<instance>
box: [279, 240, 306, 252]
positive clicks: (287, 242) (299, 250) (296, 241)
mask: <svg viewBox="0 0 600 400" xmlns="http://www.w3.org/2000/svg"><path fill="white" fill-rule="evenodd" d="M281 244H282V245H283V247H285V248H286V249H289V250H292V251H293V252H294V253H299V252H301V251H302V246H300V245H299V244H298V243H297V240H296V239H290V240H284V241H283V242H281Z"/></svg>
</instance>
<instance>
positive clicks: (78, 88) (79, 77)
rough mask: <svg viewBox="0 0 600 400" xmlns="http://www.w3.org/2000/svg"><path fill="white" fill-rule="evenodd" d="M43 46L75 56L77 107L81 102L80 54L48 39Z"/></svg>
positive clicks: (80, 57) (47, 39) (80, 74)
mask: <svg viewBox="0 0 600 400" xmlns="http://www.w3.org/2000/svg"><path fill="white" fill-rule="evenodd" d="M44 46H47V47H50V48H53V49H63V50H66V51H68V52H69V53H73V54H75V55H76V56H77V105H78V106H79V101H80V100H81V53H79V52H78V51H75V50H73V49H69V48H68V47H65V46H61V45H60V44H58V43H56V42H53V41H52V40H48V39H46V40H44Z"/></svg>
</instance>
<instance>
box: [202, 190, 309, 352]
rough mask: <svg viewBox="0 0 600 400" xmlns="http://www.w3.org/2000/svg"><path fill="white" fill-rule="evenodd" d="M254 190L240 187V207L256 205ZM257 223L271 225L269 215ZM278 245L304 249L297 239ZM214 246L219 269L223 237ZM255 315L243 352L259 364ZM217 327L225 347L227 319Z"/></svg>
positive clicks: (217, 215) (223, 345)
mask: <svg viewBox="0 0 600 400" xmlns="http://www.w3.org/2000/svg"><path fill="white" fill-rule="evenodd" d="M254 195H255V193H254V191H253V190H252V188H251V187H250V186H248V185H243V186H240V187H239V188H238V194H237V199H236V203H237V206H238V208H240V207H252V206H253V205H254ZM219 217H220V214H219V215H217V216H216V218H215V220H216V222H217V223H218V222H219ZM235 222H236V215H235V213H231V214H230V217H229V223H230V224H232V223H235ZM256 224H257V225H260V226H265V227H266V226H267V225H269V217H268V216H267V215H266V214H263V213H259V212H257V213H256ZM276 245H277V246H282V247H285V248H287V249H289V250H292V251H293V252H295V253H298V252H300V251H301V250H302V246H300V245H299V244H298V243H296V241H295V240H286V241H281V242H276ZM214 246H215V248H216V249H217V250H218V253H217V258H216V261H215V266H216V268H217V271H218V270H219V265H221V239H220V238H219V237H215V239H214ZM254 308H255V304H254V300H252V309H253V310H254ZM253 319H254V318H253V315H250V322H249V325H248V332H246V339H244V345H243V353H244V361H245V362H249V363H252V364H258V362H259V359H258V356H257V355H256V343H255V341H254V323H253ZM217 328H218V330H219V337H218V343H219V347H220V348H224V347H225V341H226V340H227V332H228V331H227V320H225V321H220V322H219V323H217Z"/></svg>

Your task
Convert every line of the records above into a JSON list of strings, one string per line, leaving out any blank lines.

Written reply
[
  "<instance>",
  "box: [279, 240, 306, 252]",
  "positive clicks: (287, 242) (299, 250) (296, 241)",
  "mask: <svg viewBox=\"0 0 600 400\" xmlns=\"http://www.w3.org/2000/svg\"><path fill=\"white\" fill-rule=\"evenodd\" d=\"M281 244H282V245H283V247H285V248H286V249H289V250H292V251H293V252H294V253H299V252H301V251H302V246H300V245H299V244H298V243H297V240H296V239H290V240H284V241H283V242H281Z\"/></svg>",
  "</instance>",
  "<instance>",
  "positive clicks: (78, 88) (79, 77)",
  "rough mask: <svg viewBox=\"0 0 600 400\" xmlns=\"http://www.w3.org/2000/svg\"><path fill=\"white\" fill-rule=\"evenodd\" d=\"M43 46L75 56L77 107L81 102L80 54L48 39Z\"/></svg>",
  "positive clicks: (80, 57) (47, 39) (80, 74)",
  "mask: <svg viewBox=\"0 0 600 400\" xmlns=\"http://www.w3.org/2000/svg\"><path fill=\"white\" fill-rule=\"evenodd\" d=\"M44 46H47V47H50V48H53V49H63V50H66V51H68V52H69V53H73V54H75V55H76V56H77V105H78V106H79V101H80V100H81V53H79V52H78V51H75V50H73V49H69V48H68V47H65V46H61V45H60V44H58V43H56V42H53V41H52V40H48V39H46V40H44Z\"/></svg>",
  "</instance>",
  "<instance>",
  "box: [202, 190, 309, 352]",
  "rough mask: <svg viewBox=\"0 0 600 400\" xmlns=\"http://www.w3.org/2000/svg\"><path fill=\"white\" fill-rule=\"evenodd\" d=\"M254 190L240 187V207L256 205ZM257 223L271 225L269 215ZM278 245L304 249L297 239ZM214 246L219 269L223 237ZM255 315L243 352L259 364ZM217 327L225 347L227 319Z\"/></svg>",
  "positive clicks: (217, 215) (223, 345)",
  "mask: <svg viewBox=\"0 0 600 400\" xmlns=\"http://www.w3.org/2000/svg\"><path fill=\"white\" fill-rule=\"evenodd\" d=\"M254 195H255V193H254V191H253V190H252V188H251V187H250V186H248V185H243V186H240V187H239V188H238V194H237V199H236V203H237V206H238V208H240V207H252V206H253V205H254ZM219 217H220V214H219V215H217V216H216V218H215V220H216V222H217V223H218V222H219ZM235 222H236V215H235V213H231V214H230V217H229V223H230V224H232V223H235ZM256 224H257V225H260V226H265V227H266V226H267V225H269V217H268V216H267V215H266V214H263V213H259V212H257V213H256ZM276 245H277V246H282V247H285V248H287V249H289V250H292V251H293V252H295V253H298V252H300V251H301V250H302V246H300V245H299V244H298V243H296V241H295V240H286V241H281V242H276ZM214 246H215V248H216V249H217V250H218V253H217V258H216V261H215V266H216V268H217V271H218V270H219V265H221V239H220V238H219V237H215V239H214ZM254 308H255V304H254V300H252V309H253V310H254ZM253 319H254V318H253V315H250V322H249V325H248V332H246V339H244V345H243V353H244V361H245V362H249V363H252V364H258V362H259V359H258V356H257V355H256V343H255V341H254V323H253ZM217 328H218V330H219V337H218V343H219V347H220V348H224V347H225V341H226V340H227V332H228V331H227V320H225V321H220V322H219V323H217Z\"/></svg>"
]